### RECORDS SUPPLIED
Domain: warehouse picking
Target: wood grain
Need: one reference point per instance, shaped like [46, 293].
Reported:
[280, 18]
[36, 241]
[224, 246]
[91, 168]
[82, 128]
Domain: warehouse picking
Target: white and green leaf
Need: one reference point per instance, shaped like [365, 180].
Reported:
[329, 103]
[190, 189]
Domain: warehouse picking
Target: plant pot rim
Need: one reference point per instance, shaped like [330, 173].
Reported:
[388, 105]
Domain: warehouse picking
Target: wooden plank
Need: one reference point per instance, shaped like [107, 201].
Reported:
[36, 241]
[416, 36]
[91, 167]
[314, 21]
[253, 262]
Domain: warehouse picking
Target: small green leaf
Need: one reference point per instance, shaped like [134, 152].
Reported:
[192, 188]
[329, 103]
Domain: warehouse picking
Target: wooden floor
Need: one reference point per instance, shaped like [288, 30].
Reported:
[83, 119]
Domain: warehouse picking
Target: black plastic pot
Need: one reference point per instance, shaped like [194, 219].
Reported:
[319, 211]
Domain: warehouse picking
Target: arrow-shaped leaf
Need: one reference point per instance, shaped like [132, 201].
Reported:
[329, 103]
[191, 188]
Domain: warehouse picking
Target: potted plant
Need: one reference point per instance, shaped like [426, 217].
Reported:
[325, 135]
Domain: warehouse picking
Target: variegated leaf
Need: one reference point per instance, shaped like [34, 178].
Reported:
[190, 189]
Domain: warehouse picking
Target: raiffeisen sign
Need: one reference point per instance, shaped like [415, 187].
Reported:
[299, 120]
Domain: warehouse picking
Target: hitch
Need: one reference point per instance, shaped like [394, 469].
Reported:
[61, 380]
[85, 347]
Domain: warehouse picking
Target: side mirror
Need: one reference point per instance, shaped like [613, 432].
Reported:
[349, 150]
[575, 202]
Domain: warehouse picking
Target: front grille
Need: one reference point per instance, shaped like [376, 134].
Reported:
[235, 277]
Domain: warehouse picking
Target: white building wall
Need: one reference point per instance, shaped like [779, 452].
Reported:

### REQUIRED TASK
Copy down the material exactly as written.

### EXERCISE RESPONSE
Domain: warehouse picking
Target: wood grain
Need: one reference point per instance, shaped like [46, 293].
Reported:
[280, 18]
[36, 241]
[224, 246]
[91, 168]
[82, 128]
Domain: warehouse picking
Target: white and green leaf
Need: one reference point per instance, shaped like [365, 180].
Reported:
[329, 103]
[190, 189]
Domain: warehouse picking
Target: plant pot rim
Need: one reference point per instance, shaped like [330, 173].
Reported:
[388, 105]
Domain: warehouse picking
Target: wooden plank
Need: one reference point per instance, shaped like [107, 201].
Reported:
[36, 241]
[416, 36]
[91, 167]
[314, 21]
[253, 262]
Domain: warehouse picking
Target: small green leaf
Need: one reference point per instance, shaped like [134, 152].
Reported:
[192, 188]
[329, 103]
Domain: warehouse picking
Target: wooden floor
Need: one reference point per instance, shaped like [288, 30].
Reported:
[83, 119]
Domain: warehouse picking
Target: black plastic pot
Need: one reference point per instance, shaped like [194, 219].
Reported:
[319, 211]
Domain: warehouse picking
Target: arrow-shaped leaf
Need: one reference point per instance, shaped like [132, 201].
Reported:
[329, 103]
[191, 188]
Domain: warehouse picking
Target: potted plant
Need: one reference point per instance, shaped like [426, 217].
Reported:
[325, 135]
Domain: warehouse picking
Target: variegated leaf
Need: one reference point per instance, shaped like [34, 178].
Reported:
[190, 189]
Domain: warehouse picking
Target: raiffeisen sign
Need: one reference point per instance, shaped like [415, 187].
Reported:
[299, 120]
Domain: warehouse picking
Target: hitch
Need: one reference point per instance, shaped like [394, 469].
Reported:
[61, 380]
[85, 347]
Domain: warehouse picking
Target: side mirror
Need: one reference point per instance, shaped like [613, 432].
Reported:
[349, 150]
[575, 202]
Domain: warehouse picking
Target: front grille
Need: one reference point per instance, shaped like [376, 134].
Reported:
[235, 277]
Domain: warehouse picking
Target: white building wall
Need: one reference point per instance, shaped like [779, 452].
Reported:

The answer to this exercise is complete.